**SHORT EXERCISE**: Please collect every line in the rows below that contains the word "background". Case counts.

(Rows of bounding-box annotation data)
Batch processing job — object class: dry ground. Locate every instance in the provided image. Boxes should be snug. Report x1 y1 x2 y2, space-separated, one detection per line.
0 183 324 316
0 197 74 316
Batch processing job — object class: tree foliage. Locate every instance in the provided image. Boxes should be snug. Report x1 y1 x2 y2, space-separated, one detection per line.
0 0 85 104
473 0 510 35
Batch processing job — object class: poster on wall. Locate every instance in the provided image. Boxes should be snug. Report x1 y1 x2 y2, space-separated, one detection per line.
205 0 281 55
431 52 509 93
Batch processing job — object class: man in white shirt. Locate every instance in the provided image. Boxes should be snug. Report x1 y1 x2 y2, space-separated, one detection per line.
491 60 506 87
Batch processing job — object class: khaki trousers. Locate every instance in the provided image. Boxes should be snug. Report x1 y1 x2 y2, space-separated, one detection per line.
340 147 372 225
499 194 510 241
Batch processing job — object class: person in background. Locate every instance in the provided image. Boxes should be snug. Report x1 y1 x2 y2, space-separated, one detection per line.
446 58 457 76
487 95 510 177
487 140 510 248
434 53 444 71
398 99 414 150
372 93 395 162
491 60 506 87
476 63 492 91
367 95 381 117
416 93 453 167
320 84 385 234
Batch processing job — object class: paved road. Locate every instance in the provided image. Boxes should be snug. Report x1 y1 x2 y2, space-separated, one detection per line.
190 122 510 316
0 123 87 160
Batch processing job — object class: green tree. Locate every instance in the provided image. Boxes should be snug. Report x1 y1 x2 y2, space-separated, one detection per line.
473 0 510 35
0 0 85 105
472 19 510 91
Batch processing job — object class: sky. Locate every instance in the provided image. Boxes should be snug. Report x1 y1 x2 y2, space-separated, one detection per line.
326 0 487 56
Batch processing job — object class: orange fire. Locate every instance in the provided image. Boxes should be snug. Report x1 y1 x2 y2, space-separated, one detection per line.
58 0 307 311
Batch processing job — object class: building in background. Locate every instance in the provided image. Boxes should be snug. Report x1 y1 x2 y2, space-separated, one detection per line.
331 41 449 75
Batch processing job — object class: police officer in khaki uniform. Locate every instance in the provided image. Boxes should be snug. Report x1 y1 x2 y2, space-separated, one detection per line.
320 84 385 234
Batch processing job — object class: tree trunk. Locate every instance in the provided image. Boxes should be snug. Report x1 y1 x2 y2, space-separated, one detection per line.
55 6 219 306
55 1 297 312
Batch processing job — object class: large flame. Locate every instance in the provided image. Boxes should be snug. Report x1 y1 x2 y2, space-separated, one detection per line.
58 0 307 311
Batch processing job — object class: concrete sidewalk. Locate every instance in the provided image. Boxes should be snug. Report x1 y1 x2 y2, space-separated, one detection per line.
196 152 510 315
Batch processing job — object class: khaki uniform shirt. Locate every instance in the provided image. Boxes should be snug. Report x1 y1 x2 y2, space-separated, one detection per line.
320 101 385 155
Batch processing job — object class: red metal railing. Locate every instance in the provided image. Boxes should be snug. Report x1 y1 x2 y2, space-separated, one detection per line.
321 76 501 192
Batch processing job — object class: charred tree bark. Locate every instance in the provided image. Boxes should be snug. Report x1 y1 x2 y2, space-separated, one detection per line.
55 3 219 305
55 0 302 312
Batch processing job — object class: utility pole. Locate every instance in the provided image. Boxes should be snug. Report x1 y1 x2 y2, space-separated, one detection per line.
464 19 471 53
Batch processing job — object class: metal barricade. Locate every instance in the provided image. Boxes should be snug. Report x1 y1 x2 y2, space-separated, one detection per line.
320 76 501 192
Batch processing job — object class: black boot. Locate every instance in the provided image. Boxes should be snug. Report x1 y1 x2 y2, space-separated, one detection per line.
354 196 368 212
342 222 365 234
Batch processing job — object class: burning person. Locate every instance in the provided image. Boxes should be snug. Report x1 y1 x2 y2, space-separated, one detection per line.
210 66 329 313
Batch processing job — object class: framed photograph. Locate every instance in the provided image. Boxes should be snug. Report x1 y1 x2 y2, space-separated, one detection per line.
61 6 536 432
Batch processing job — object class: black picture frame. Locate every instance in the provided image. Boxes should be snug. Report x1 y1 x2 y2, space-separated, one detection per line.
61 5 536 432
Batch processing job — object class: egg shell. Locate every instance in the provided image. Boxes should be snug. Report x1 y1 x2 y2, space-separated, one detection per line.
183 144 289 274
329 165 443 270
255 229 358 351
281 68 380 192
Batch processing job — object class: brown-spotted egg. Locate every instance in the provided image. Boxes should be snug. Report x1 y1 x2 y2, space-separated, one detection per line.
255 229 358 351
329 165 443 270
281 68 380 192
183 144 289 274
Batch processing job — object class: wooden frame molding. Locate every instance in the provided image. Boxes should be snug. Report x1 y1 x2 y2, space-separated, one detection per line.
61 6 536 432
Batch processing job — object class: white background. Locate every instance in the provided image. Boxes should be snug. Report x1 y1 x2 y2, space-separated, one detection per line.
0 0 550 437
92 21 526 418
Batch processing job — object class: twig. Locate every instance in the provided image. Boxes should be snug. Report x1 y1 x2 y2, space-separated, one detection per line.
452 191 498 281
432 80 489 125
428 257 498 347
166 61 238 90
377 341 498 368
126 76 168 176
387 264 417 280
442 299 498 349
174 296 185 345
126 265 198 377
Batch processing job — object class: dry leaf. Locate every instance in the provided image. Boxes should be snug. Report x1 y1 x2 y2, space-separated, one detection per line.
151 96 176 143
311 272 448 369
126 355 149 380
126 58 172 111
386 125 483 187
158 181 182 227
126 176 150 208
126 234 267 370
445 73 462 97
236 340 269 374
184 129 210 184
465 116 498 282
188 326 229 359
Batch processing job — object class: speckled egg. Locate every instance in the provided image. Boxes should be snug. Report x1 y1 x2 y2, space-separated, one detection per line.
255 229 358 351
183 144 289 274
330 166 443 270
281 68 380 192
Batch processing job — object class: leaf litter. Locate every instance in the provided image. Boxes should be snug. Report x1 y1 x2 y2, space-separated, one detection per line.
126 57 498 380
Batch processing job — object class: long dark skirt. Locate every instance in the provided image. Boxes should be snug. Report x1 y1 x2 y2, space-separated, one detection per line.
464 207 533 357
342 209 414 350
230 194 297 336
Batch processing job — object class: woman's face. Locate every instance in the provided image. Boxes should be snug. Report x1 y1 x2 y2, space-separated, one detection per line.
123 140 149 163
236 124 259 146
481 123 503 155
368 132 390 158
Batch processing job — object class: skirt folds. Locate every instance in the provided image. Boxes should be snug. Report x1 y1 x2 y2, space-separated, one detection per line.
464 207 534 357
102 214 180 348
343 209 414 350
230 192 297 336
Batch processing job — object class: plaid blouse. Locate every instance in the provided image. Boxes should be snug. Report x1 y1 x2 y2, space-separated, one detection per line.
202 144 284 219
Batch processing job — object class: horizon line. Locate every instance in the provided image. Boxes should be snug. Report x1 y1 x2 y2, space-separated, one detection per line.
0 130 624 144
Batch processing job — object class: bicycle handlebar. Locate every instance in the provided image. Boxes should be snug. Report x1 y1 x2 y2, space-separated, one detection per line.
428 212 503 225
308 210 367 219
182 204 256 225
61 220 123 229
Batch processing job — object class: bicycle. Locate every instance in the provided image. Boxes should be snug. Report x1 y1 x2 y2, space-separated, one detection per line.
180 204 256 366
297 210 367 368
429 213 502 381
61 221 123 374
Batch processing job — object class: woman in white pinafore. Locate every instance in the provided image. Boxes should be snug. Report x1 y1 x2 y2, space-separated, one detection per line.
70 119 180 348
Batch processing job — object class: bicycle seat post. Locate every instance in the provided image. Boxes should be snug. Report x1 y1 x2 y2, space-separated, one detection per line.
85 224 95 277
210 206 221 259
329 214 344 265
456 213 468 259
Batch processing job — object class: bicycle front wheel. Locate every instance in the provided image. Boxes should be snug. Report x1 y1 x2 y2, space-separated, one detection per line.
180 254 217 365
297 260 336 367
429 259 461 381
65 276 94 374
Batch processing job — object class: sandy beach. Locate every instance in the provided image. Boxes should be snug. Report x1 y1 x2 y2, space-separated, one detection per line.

**RESULT OF THIS TASK**:
Batch processing job — object class: person in background. Locate every instance in the provided image. Boxes should be snug. Report x1 y1 x2 y2, space-separated, one detection per line.
Batch processing job — object class: building in background. Locate every instance in the provided image. Boxes should be snug. Report x1 y1 x2 y2, space-separated, one detection per line.
Batch processing job — object class: white background. Locate every instance in the provided image. Boxes should be snug. Report x1 y1 x2 y2, space-separated, one detection per line.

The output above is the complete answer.